━━━━━ Records for the exercise ━━━━━

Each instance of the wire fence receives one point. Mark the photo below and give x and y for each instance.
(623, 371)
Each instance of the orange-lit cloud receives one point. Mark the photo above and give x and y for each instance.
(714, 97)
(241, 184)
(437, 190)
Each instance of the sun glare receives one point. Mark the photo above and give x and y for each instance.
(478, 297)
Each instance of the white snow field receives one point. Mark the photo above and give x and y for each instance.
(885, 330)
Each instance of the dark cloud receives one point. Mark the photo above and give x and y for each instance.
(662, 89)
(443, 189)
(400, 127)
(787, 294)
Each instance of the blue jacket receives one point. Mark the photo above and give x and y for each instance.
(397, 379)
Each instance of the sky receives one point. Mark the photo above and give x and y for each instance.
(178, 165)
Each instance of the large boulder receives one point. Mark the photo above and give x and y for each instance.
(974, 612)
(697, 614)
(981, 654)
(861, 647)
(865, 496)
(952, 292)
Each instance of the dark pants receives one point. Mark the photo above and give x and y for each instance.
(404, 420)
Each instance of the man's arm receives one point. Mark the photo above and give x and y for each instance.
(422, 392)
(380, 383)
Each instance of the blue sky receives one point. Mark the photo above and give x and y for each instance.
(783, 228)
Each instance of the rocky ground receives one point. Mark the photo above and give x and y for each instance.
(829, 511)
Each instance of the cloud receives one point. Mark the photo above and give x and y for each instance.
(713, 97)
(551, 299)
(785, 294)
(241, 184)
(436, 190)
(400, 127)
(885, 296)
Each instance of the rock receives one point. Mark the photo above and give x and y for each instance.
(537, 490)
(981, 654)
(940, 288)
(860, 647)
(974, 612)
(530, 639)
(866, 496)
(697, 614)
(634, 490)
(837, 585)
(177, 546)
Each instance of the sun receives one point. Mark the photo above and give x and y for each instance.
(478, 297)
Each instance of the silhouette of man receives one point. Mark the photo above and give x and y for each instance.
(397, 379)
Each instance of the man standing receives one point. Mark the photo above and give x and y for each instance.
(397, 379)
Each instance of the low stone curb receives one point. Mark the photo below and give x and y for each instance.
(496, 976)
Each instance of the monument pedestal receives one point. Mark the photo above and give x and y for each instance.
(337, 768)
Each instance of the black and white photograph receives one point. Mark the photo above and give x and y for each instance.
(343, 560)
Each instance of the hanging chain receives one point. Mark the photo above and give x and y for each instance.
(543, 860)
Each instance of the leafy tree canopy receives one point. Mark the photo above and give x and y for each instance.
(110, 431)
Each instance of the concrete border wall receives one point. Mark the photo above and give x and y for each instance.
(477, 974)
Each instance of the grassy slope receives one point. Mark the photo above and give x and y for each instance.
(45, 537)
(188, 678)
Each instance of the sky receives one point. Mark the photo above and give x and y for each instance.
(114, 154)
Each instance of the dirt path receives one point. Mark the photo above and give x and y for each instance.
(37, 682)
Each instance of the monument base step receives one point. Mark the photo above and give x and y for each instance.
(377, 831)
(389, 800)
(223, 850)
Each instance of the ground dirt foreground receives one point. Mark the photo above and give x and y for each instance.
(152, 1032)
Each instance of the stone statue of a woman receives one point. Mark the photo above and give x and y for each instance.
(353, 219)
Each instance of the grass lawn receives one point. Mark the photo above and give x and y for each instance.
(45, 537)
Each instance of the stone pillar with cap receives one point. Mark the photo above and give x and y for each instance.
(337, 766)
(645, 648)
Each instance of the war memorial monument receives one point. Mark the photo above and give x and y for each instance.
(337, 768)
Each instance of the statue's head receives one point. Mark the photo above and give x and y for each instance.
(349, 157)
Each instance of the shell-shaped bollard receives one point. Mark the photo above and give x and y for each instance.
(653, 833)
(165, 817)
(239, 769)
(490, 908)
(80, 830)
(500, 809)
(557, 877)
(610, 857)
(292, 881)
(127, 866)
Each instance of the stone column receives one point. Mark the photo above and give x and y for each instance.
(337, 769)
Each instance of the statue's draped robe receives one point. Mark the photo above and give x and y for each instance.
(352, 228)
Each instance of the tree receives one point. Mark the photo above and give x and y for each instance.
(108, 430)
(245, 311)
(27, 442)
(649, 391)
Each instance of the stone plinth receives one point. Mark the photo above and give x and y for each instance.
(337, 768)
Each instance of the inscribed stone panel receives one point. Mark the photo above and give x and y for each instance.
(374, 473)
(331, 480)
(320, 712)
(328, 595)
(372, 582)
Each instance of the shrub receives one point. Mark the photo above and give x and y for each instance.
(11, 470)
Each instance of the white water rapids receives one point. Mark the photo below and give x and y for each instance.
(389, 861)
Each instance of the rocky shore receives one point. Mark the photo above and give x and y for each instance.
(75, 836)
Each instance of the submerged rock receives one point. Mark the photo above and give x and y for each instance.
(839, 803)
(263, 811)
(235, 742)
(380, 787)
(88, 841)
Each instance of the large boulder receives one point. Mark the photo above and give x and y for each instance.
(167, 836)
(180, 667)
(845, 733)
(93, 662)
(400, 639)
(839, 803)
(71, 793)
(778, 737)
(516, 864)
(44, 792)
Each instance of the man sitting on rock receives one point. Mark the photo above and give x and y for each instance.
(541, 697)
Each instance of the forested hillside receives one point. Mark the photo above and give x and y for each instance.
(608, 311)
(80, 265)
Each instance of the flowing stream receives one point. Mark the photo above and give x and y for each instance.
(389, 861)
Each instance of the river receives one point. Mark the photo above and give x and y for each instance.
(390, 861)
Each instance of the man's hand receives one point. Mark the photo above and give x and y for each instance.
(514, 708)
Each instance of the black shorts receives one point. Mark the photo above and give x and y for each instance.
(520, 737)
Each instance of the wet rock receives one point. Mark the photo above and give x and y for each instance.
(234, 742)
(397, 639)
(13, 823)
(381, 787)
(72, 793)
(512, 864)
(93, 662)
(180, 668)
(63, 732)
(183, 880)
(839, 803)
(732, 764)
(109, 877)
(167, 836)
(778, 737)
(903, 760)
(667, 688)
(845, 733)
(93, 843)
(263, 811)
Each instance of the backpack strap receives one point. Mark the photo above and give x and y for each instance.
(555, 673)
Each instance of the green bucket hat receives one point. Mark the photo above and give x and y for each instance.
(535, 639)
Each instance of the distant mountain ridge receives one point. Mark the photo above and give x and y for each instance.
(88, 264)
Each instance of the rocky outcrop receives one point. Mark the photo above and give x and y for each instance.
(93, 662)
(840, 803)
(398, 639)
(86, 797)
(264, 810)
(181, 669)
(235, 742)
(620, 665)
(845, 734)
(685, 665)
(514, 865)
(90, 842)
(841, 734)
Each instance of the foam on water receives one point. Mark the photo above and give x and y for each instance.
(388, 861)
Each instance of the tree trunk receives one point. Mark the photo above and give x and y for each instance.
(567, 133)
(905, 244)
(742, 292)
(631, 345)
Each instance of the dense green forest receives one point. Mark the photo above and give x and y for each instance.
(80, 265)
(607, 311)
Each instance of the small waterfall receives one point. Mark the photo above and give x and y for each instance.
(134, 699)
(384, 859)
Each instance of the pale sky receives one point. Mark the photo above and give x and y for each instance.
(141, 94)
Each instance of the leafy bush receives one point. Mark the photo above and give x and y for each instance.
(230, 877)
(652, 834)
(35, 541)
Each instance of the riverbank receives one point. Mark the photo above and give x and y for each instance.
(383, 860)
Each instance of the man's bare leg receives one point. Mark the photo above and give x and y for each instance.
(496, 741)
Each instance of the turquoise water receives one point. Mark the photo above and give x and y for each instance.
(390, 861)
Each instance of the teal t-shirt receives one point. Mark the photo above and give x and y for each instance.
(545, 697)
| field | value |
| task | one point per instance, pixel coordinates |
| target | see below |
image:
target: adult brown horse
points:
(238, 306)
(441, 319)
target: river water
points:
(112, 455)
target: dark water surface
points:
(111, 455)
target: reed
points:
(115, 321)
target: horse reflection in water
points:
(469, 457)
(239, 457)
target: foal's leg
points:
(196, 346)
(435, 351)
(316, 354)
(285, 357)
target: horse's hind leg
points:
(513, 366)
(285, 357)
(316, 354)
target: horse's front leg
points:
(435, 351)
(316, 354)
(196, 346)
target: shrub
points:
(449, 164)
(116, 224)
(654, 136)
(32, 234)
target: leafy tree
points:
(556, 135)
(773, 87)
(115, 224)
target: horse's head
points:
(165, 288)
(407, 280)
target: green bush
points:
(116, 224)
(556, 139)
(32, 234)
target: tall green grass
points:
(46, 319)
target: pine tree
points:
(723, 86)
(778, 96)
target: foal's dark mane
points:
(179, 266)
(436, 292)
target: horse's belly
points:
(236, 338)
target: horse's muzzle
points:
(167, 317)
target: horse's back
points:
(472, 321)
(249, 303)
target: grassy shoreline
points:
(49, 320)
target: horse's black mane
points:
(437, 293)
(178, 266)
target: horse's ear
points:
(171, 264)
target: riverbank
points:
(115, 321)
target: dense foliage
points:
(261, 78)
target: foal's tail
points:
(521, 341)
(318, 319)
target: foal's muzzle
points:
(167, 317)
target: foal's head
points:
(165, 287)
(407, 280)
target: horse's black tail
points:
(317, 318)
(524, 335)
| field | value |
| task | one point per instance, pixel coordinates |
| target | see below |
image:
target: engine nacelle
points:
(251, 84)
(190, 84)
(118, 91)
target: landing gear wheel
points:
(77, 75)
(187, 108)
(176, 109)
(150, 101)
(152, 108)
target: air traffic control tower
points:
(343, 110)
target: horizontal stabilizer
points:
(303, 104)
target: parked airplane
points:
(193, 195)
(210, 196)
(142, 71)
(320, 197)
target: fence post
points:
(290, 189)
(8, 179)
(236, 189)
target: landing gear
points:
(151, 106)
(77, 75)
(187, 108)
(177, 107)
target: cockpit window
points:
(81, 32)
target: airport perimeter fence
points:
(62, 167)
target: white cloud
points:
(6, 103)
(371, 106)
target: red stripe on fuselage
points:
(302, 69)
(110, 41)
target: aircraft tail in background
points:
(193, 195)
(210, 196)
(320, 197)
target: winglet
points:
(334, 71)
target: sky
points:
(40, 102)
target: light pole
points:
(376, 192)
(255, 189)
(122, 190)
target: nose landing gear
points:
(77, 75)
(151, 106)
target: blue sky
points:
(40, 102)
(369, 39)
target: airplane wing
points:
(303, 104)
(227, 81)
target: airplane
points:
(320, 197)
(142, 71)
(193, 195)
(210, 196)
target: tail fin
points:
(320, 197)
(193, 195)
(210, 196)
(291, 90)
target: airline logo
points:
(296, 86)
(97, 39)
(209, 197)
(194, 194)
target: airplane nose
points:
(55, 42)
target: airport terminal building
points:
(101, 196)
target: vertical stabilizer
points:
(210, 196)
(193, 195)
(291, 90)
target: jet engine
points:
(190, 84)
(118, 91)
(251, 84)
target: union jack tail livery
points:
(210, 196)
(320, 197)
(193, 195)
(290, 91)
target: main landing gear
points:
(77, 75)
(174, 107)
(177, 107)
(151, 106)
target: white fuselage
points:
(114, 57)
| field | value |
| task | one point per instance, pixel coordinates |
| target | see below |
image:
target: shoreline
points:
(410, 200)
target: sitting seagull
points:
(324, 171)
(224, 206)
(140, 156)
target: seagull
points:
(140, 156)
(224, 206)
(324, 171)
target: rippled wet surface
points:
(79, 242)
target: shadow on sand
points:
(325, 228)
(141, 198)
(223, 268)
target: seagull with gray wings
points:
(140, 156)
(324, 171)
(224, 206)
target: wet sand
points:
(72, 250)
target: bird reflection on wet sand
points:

━━━━━

Where a line above contains the string "stabilizer", copy that line.

→ **Solution to this task**:
target: horizontal stabilizer
target: vertical stabilizer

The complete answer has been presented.